>> Start MATERIAL FOR THE TASK

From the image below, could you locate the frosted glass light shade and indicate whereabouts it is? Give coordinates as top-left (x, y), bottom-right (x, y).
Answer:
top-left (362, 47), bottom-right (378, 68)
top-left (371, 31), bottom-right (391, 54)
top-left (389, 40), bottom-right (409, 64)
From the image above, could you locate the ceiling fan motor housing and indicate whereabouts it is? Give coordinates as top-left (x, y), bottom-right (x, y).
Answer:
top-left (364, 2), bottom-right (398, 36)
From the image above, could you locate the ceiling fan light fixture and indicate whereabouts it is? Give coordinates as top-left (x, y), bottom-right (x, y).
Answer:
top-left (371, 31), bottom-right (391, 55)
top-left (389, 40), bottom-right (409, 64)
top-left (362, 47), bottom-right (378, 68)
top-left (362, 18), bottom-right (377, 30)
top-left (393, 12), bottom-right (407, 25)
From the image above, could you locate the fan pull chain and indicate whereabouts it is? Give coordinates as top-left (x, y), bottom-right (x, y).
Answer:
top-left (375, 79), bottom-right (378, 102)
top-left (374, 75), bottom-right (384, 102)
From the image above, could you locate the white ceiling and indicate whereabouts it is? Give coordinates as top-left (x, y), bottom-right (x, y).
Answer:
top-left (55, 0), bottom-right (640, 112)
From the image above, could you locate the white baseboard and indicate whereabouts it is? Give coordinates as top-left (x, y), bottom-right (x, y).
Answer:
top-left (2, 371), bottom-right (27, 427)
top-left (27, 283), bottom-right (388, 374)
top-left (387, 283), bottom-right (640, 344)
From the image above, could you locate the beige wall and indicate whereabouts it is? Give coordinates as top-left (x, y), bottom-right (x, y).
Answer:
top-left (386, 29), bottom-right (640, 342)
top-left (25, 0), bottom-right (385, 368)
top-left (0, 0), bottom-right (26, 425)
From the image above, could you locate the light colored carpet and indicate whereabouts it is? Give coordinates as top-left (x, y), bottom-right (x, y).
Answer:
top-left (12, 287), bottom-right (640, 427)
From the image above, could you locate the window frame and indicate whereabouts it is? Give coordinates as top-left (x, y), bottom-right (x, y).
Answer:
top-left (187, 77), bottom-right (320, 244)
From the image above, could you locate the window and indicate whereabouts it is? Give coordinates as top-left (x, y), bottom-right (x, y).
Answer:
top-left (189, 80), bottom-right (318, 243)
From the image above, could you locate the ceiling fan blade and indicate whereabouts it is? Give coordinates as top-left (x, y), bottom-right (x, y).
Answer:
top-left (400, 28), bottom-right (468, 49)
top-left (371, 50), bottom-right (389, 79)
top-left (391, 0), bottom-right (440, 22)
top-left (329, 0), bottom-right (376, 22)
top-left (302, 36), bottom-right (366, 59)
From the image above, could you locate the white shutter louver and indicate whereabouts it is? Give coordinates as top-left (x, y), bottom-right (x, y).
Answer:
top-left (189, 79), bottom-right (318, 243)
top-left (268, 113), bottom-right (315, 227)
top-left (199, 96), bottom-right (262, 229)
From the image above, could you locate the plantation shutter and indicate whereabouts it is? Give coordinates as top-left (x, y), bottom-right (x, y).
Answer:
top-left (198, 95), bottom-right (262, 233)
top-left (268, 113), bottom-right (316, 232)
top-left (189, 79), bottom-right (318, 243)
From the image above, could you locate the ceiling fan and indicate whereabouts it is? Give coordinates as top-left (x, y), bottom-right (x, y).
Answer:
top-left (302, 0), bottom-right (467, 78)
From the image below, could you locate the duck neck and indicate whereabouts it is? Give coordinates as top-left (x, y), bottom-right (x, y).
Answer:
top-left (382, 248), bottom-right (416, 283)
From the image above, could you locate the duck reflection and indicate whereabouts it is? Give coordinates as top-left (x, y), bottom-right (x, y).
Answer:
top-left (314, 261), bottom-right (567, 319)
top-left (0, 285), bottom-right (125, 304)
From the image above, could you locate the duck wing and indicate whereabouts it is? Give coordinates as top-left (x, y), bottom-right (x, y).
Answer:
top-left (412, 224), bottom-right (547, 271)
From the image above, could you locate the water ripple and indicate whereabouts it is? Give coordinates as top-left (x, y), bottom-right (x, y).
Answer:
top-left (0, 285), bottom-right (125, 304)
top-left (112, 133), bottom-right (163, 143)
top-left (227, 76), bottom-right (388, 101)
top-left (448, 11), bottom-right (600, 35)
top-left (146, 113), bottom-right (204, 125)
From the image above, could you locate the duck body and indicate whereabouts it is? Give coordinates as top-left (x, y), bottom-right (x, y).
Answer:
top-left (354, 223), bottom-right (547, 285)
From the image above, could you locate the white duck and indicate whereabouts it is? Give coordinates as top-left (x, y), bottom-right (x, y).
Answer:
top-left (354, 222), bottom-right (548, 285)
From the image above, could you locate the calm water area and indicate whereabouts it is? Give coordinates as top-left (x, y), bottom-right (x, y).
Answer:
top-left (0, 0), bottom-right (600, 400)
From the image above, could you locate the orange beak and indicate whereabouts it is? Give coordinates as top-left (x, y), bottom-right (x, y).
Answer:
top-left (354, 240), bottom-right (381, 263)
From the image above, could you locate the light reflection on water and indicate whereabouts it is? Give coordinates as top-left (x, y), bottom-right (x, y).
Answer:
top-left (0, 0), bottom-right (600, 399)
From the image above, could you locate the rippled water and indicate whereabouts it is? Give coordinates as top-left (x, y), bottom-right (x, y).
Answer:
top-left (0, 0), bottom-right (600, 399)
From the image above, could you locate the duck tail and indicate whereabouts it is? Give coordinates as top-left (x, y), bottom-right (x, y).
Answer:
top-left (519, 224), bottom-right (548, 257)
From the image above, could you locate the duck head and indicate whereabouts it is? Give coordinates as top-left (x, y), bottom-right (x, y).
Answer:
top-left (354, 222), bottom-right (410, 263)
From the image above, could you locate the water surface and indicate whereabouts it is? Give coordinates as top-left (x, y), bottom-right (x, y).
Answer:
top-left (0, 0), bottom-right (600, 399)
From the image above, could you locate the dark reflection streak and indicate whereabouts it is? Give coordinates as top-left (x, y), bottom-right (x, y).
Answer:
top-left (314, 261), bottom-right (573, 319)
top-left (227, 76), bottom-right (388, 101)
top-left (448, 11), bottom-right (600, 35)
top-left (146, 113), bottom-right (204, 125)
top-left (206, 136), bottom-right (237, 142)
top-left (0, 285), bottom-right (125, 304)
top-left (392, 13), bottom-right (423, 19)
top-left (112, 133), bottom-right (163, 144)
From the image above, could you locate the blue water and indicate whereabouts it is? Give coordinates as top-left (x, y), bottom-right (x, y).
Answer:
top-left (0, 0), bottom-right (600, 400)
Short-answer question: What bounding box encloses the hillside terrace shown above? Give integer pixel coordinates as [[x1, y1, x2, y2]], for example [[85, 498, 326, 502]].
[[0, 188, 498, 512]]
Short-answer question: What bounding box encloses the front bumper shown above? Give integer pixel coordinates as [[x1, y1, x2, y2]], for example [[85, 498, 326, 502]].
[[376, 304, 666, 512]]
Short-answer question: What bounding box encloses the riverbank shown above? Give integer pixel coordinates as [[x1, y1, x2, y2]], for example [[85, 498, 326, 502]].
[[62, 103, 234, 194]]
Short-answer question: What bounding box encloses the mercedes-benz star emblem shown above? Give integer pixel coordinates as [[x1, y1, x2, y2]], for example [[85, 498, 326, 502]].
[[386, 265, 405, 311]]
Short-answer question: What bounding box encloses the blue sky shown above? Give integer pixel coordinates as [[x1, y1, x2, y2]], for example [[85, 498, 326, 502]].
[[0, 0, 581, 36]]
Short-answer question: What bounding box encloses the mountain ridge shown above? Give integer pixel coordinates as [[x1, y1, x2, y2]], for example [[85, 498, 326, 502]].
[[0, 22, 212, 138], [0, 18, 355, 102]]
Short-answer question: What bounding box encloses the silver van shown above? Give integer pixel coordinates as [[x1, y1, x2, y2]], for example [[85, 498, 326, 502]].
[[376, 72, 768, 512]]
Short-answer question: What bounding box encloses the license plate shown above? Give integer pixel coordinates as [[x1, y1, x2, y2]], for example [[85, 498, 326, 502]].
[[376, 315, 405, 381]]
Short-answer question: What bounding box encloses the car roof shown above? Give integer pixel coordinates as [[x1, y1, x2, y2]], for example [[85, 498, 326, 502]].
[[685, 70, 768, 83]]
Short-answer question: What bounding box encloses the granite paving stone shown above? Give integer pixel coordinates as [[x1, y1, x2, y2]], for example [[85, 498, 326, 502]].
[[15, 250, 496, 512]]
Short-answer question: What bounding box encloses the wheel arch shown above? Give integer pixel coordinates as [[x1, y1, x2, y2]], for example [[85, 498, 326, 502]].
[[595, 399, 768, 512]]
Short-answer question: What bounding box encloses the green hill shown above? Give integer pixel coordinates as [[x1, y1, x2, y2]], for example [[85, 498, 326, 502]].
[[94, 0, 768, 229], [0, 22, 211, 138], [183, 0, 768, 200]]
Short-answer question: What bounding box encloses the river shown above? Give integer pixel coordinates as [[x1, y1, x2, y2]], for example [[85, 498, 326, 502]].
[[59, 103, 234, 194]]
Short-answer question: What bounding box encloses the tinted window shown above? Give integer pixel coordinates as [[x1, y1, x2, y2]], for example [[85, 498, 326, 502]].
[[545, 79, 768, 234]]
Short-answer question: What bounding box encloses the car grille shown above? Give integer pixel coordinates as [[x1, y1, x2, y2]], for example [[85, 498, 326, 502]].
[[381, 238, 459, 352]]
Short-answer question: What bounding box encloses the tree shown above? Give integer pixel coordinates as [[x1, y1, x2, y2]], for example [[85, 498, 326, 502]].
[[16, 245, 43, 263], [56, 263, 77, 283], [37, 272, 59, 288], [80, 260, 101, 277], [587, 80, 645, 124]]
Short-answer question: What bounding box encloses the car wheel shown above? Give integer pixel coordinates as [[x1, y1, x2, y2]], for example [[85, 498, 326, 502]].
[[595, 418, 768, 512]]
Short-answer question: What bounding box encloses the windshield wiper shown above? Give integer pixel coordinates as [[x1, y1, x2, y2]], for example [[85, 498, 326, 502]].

>> End MATERIAL FOR THE TASK

## [GIVEN TASK]
Write out the lines of the data from the one containing "Short-answer question: What bounding box encloses the green" through the one containing "[[59, 103, 234, 194]]", switching "river" to "stream" and changing nothing else.

## [EXERCISE OUTPUT]
Short-answer question: What bounding box encloses the green hill shown above? Give integer pixel coordinates as [[x1, y1, x2, y2]], for example [[85, 498, 326, 502]].
[[94, 0, 768, 229], [0, 22, 211, 138], [183, 0, 768, 200]]
Short-answer question: What bounding box encloses the stream shown above? Give integer pixel coordinates as [[x1, y1, x2, y2]], for example [[85, 498, 326, 502]].
[[59, 103, 234, 194]]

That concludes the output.